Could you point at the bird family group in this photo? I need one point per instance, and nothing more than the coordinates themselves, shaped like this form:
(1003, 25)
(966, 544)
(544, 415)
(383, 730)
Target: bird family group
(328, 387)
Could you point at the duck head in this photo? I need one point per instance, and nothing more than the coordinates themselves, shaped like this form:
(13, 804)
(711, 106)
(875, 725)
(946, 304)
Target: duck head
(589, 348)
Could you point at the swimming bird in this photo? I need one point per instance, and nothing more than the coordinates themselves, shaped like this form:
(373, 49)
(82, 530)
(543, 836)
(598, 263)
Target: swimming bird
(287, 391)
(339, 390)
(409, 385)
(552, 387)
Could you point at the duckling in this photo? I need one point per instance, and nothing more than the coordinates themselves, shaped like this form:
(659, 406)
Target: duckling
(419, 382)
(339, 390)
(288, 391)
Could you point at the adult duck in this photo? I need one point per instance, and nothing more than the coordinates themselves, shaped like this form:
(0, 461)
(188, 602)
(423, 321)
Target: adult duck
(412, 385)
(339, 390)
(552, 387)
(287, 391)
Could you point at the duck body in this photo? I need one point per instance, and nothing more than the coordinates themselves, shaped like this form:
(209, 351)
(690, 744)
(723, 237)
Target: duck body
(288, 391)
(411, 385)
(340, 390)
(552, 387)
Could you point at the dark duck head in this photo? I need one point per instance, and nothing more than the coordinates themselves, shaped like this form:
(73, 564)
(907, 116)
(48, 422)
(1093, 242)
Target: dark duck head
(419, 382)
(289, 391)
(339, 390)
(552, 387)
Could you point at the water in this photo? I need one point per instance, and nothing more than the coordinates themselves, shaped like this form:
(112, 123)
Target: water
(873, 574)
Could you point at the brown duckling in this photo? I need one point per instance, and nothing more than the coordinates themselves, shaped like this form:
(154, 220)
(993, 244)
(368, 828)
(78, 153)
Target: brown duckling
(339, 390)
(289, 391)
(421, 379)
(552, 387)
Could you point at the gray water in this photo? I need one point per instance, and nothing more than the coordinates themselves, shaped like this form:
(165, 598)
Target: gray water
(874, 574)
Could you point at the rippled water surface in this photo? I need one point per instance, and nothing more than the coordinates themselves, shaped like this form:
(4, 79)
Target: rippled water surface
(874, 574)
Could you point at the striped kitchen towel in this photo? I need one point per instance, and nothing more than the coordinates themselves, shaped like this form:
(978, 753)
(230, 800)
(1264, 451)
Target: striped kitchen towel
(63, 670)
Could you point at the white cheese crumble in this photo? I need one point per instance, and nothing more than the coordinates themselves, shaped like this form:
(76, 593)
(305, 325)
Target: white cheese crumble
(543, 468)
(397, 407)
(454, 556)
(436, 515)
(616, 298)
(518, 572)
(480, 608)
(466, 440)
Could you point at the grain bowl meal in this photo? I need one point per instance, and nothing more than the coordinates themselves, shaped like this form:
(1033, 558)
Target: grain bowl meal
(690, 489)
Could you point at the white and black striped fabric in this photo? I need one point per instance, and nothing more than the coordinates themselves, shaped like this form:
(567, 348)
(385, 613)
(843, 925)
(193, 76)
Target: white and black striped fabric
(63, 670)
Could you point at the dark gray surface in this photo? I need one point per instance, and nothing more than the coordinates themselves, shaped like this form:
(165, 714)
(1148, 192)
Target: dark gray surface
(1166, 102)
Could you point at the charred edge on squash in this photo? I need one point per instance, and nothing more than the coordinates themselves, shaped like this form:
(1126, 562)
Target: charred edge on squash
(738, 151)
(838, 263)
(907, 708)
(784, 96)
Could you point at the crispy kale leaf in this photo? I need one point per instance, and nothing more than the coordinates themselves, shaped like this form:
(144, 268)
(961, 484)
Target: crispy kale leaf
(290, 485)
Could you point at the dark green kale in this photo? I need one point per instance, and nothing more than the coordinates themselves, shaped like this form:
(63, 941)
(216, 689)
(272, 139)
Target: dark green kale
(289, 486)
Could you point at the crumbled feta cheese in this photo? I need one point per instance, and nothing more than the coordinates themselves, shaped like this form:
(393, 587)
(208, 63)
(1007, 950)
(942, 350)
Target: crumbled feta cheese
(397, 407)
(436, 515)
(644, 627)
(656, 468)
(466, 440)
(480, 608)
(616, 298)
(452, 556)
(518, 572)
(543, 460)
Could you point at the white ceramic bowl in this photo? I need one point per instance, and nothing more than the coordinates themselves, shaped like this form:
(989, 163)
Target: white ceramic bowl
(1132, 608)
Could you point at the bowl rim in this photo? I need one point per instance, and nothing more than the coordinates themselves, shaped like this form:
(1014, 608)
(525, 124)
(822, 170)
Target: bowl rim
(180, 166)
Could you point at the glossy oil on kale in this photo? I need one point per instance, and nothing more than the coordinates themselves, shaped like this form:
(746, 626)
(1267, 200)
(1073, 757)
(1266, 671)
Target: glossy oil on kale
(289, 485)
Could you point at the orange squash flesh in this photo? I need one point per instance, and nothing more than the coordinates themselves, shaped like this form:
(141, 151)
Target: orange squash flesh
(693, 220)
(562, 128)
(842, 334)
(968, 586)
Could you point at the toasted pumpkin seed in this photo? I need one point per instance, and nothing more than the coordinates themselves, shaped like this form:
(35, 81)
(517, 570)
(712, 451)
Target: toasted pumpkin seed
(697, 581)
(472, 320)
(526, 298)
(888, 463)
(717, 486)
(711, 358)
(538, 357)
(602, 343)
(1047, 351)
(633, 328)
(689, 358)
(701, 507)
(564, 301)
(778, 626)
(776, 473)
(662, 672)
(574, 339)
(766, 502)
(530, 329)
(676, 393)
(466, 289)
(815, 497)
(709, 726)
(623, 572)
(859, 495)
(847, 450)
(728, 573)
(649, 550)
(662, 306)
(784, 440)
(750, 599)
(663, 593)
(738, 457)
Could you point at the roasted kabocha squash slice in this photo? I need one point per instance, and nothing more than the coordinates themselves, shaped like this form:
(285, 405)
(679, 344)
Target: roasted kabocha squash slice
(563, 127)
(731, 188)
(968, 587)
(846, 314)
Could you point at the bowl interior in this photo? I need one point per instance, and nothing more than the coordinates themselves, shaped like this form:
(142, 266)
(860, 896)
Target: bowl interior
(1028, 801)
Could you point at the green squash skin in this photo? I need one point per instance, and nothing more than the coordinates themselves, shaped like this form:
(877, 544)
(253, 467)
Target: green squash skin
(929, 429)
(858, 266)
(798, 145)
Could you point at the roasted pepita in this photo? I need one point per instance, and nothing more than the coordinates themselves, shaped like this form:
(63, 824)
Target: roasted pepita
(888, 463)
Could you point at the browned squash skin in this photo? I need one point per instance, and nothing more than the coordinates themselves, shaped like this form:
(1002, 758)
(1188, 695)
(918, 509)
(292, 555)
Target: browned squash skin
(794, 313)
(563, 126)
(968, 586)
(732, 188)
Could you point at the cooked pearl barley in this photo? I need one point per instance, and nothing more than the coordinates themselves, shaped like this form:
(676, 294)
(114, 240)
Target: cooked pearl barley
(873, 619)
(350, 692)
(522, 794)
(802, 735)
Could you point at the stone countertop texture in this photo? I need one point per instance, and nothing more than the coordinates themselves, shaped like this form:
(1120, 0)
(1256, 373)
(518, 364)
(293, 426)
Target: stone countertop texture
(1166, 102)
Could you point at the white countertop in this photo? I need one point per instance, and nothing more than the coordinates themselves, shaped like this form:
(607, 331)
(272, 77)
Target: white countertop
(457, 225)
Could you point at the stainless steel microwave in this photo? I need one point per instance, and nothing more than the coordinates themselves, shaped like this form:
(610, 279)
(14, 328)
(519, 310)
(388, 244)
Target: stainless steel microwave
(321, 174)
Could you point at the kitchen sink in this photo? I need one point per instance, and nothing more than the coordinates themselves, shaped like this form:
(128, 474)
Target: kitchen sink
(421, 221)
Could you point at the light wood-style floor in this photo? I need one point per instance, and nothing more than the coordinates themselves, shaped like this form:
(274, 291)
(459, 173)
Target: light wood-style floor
*-*-*
Problem: Substitute "brushed metal" for "stainless steel" and reproduce the lines from the one containing "Could you point at the stone" through the end of the items, leaving everything else unchanged.

Expected output:
Could you point at the stone countertop texture in this photo? I need one point per instance, and nothing more than the coordinates themselves, shaped like this form:
(1120, 0)
(1256, 373)
(518, 364)
(293, 426)
Target: stone countertop texture
(1166, 102)
Could you point at the white countertop in this photo? I need one point per instance, and nothing more than the coordinates themselves, shaped like this form:
(607, 331)
(272, 77)
Target: white countertop
(457, 225)
Could you point at the brushed metal microwave in this photo? I need one point per instance, and nothing more than the coordinates themselves, shaped like this form:
(610, 279)
(14, 328)
(519, 310)
(388, 244)
Target: brushed metal microwave
(321, 174)
Could you point at the kitchen sink in this photo? I need one point per instance, and nothing more than the coordinates themselves, shaped like this form:
(128, 474)
Target: kitchen sink
(421, 221)
Could you point at the light wood-style floor in this photo? I need one point per instance, and nothing more than the coordinates themselves, shaped like this form:
(274, 291)
(459, 173)
Target: light wood-style floor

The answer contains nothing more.